**Ketentuan Tugas a:**
Jawablah pertanyaan berikut berdasarkan potongan teks tentang Tamara Geraldine:
(i) Penghargaan apa yang diraih Tamara Geraldine selama 5 tahun berturut-turut?
(ii) Di daerah pemilihan mana Tamara Geraldine menjadi caleg DPR RI?
(iii) Apa saja hobi Tamara Geraldine yang disebutkan?

Ikuti Kami

Tamara Ingin Berjuang Bebaskan Indonesia dari Narkoba

Tamara Geraldine terjun ke dunia politik utamanya untuk menangani persoalan narkoba di Tanah Air.

Tamara Ingin Berjuang Bebaskan Indonesia dari Narkoba
Caleg DPR RI PDI Perjuangan Dapil Jateng II (Kudus, Demak, Jepara), Tamara Geraldine.

Saat Calon Legislatif (Caleg) lain, apalagi yang perempuan, fokus pada isu-isu kesejahteraan, pada isu-isu perempuan dan anak, Caleg yang satu ini malah lebih memilih fokus pada persoalan narkoba. Lebih mengherankan, kiprahnya justru berangkat dari seorang pembawa acara televisi program olahraga, yang hobinya: menulis, melukis, memasak, main musik dan mengkoleksi cangkir minum. Jauh dari butiran pil, jarum suntik, grebek pabrik, kejar bandar hingga ciduk-menciduk.

Tetapi bukannya Ia abai terhadap isu kesejahteraan, perempuan dan anak. Ia memilih jalur yang tampak sedikit memutar. Itulah Tamara Geraldine, peraih Best Female Sport Presenter untuk Panasonic Award selama 5 tahun berturut-turut, yang akhirnya terjun ke dunia politik untuk menangani, utamanya persoalan narkoba di Tanah Air.

**Bahan yang Diberikan:**
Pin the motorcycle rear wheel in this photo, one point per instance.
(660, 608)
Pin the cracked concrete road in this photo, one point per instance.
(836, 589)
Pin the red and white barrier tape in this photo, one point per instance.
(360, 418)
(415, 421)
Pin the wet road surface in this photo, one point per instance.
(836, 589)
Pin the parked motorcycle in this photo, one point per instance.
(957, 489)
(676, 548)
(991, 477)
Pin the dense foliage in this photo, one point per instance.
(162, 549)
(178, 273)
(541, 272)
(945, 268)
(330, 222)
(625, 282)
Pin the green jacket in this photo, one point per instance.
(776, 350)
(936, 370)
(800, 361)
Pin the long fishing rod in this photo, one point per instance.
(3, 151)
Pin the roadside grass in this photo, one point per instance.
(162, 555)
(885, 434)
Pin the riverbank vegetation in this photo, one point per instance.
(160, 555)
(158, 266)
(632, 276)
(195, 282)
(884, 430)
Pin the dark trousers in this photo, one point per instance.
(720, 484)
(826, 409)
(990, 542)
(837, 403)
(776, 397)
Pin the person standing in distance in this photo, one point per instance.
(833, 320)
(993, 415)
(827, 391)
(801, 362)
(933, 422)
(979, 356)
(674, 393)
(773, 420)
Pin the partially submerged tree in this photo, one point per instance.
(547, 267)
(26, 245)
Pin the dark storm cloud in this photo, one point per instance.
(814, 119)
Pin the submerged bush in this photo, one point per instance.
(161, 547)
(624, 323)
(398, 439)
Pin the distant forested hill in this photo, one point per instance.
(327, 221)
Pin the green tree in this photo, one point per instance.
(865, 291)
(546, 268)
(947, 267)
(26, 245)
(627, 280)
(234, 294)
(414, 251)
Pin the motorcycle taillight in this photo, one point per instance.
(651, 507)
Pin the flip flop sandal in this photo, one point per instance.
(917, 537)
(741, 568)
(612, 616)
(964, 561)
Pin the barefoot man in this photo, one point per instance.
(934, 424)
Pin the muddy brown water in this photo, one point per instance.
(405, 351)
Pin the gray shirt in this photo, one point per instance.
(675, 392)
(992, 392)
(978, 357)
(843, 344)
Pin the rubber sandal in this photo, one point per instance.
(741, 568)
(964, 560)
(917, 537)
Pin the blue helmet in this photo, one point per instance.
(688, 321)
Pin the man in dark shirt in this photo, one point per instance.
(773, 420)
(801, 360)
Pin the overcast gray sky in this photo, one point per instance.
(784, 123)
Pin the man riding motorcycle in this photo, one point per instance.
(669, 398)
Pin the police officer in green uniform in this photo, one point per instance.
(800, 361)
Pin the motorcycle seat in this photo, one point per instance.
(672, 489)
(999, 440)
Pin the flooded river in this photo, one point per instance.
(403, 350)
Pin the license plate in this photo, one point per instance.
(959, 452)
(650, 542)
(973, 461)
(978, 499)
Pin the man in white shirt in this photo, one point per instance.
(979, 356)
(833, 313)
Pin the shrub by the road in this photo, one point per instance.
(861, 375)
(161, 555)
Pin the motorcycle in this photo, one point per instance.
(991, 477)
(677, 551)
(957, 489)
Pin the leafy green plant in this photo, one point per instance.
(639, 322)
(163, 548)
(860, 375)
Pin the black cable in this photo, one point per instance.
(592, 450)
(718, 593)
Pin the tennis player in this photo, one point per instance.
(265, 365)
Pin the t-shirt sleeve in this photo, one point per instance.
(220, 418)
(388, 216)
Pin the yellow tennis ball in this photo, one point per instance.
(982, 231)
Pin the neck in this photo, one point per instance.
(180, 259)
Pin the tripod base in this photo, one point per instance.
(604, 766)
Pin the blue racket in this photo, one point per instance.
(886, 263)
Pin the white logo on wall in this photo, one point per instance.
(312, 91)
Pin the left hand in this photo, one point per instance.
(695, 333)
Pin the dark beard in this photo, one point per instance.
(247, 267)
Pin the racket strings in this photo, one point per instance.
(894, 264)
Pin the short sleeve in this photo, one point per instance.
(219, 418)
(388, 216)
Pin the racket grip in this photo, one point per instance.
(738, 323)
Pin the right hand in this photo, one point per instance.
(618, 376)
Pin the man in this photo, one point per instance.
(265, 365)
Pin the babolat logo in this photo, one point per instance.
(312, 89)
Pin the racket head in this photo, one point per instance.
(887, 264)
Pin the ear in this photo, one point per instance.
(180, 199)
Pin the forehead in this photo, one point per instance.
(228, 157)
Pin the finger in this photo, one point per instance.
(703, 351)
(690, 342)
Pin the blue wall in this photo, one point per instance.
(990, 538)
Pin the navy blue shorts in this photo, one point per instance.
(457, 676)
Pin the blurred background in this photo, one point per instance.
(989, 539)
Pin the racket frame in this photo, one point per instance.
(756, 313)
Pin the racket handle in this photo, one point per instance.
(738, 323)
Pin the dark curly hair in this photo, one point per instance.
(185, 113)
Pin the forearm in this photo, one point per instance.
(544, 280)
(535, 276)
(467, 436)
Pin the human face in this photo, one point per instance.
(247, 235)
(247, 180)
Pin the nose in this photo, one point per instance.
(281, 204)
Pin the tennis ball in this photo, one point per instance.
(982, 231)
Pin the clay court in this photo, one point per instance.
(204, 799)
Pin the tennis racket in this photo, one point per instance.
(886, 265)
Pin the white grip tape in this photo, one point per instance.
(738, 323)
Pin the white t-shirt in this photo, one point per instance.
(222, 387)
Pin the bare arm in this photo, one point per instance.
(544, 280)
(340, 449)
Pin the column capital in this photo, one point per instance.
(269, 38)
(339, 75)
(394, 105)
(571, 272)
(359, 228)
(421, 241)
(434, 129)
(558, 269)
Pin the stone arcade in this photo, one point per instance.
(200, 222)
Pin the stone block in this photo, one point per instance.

**Ketentuan Tugas b:**
Ulangi tanpa perubahan baris-baris catatan, mulai dari baris yang memuat "Pin the nose" dan berhenti setelah baris terakhir catatan. Kedua batas ikut disertakan.

**Penyelesaian Soal a:**
(i) Best Female Sport Presenter untuk Panasonic Award.
(ii) Dapil Jateng II (Kudus, Demak, Jepara).
(iii) Menulis, melukis, memasak, main musik, dan mengkoleksi cangkir minum.

**Penyelesaian Soal b:**
Pin the nose in this photo, one point per instance.
(281, 204)
Pin the tennis ball in this photo, one point per instance.
(982, 231)
Pin the clay court in this photo, one point per instance.
(204, 799)
Pin the tennis racket in this photo, one point per instance.
(886, 265)
Pin the white grip tape in this photo, one point per instance.
(738, 323)
Pin the white t-shirt in this photo, one point per instance.
(222, 387)
Pin the bare arm in this photo, one point per instance.
(544, 280)
(340, 449)
Pin the column capital in this photo, one point per instance.
(269, 38)
(339, 75)
(394, 105)
(571, 272)
(359, 228)
(421, 241)
(434, 129)
(558, 269)
Pin the stone arcade in this photo, one point per instance.
(200, 222)
Pin the stone block in this photo, one point per instance.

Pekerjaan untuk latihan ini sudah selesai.